Could the lines from the one with "Task: point: the wooden table" through the end of the listing be restated exactly, with nothing else included?

### Recorded data
__________________________________________________

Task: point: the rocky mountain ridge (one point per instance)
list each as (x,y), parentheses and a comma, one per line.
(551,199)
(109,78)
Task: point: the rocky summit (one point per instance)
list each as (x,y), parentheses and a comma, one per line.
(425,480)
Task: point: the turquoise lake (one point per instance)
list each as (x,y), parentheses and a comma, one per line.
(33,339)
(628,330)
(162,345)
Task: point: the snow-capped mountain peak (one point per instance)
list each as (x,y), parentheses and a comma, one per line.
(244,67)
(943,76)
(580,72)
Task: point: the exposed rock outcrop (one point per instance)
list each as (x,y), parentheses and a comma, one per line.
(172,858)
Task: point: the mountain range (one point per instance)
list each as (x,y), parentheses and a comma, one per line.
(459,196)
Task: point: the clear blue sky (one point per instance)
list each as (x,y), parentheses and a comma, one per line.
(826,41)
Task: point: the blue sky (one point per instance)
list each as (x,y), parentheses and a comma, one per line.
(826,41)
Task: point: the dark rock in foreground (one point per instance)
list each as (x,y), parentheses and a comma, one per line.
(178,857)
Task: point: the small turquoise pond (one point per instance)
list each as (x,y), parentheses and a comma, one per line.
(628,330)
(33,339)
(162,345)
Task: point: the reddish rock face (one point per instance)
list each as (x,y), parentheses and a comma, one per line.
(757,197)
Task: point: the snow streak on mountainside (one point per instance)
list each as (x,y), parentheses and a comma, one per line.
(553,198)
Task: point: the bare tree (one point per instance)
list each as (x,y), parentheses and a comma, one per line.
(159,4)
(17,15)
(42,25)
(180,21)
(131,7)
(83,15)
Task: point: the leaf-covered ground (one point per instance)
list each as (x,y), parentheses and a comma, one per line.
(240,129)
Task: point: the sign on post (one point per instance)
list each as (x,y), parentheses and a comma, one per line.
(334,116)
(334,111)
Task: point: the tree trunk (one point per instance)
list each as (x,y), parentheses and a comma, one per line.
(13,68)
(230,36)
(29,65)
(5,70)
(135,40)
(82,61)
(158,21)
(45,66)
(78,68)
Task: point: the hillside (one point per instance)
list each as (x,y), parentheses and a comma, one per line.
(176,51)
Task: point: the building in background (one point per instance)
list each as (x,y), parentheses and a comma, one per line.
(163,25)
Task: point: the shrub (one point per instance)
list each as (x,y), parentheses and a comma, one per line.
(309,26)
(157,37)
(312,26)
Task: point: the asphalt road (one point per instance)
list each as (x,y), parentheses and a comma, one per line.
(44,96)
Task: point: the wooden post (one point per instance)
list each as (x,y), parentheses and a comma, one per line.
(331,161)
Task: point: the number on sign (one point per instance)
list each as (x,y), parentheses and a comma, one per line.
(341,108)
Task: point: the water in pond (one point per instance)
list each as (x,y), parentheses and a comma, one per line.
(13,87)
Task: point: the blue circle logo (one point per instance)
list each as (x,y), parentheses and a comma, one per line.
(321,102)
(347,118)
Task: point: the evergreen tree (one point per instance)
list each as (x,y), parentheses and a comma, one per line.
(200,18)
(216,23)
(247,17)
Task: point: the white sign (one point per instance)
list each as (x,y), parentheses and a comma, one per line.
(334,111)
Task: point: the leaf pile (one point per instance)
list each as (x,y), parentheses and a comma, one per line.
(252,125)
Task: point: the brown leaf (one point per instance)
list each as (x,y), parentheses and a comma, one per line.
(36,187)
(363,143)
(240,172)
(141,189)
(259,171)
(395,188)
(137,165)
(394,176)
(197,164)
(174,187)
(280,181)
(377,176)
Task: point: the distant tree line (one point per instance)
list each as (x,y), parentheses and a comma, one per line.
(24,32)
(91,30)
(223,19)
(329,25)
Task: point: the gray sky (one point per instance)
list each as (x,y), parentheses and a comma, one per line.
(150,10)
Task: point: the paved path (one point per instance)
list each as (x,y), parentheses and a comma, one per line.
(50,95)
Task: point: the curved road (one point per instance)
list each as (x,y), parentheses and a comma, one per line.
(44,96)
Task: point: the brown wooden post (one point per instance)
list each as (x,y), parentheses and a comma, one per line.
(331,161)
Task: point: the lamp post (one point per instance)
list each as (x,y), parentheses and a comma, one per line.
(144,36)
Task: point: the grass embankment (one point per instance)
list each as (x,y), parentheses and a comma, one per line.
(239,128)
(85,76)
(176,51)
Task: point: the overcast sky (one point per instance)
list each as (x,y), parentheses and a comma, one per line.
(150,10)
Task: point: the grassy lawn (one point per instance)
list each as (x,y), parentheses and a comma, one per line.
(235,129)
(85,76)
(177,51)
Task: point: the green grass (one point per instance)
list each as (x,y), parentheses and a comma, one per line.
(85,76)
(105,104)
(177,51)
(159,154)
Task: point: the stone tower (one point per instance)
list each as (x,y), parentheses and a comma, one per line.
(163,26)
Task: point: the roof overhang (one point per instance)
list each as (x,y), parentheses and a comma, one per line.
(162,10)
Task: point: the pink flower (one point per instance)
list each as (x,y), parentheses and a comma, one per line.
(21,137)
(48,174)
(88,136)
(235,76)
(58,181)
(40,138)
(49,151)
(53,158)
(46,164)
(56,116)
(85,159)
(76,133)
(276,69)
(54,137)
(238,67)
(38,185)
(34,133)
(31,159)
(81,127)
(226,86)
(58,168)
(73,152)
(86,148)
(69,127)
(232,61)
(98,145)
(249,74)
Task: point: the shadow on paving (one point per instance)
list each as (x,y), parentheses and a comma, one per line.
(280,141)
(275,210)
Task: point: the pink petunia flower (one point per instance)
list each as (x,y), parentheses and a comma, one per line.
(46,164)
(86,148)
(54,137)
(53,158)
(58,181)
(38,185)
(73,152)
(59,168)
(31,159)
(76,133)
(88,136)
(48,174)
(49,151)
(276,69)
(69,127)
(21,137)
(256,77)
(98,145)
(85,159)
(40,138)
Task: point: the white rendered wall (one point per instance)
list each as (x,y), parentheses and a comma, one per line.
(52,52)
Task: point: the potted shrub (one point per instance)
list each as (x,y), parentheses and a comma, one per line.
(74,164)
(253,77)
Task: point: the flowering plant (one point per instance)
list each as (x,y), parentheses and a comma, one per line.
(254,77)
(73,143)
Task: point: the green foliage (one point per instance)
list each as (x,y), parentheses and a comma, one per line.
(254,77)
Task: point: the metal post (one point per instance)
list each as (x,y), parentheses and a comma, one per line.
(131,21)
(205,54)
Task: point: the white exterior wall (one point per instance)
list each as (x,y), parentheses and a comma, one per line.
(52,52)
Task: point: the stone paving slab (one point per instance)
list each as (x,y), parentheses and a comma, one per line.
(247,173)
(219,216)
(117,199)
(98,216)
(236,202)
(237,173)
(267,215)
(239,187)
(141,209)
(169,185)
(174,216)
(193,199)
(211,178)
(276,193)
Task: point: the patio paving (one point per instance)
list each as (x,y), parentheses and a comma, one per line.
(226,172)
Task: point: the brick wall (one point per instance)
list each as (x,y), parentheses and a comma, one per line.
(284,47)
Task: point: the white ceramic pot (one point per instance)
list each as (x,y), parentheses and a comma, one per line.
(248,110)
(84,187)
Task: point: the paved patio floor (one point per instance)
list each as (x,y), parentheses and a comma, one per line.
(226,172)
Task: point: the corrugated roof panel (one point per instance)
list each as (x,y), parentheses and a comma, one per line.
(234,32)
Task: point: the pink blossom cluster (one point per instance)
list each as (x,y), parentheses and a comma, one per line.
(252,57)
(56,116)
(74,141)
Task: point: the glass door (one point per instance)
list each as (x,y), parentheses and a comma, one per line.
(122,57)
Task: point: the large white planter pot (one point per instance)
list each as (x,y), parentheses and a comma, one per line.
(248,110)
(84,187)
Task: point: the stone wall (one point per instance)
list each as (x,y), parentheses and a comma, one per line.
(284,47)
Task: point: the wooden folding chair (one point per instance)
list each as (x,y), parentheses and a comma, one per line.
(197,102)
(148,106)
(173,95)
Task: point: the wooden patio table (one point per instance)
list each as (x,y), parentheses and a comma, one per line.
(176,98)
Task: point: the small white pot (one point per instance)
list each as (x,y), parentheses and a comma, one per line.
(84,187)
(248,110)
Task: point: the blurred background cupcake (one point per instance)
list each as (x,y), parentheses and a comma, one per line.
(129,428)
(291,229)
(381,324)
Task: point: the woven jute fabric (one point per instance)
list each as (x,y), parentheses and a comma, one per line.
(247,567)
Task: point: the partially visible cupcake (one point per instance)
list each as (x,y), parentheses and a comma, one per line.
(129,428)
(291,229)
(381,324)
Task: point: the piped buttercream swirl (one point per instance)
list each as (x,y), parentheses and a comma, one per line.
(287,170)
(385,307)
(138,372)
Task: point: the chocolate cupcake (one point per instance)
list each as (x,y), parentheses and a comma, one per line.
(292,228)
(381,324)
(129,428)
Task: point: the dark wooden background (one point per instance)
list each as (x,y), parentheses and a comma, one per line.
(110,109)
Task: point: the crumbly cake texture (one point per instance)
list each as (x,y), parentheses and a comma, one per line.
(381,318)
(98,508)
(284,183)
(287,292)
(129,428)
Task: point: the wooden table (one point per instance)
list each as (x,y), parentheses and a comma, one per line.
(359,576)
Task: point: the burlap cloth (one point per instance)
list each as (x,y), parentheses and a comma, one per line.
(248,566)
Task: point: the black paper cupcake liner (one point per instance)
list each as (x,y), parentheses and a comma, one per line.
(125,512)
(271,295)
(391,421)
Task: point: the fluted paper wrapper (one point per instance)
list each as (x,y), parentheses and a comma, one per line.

__________________________________________________

### Answer to this problem
Task: point: the wooden table (one point per instance)
list each as (x,y), parentheses and a comma, one per line.
(359,576)
Task: point: the burlap cloth (one point per instance)
list each as (x,y), parentheses and a comma, one per line.
(248,566)
Task: point: the black paper cupcake liner (one point per instance)
list each as (x,y), parentheses and a comma, one per line.
(125,512)
(271,295)
(391,421)
Task: point: the fluted paper wrapper (one point per instance)
list each as (x,y), parentheses and a comma, one per line.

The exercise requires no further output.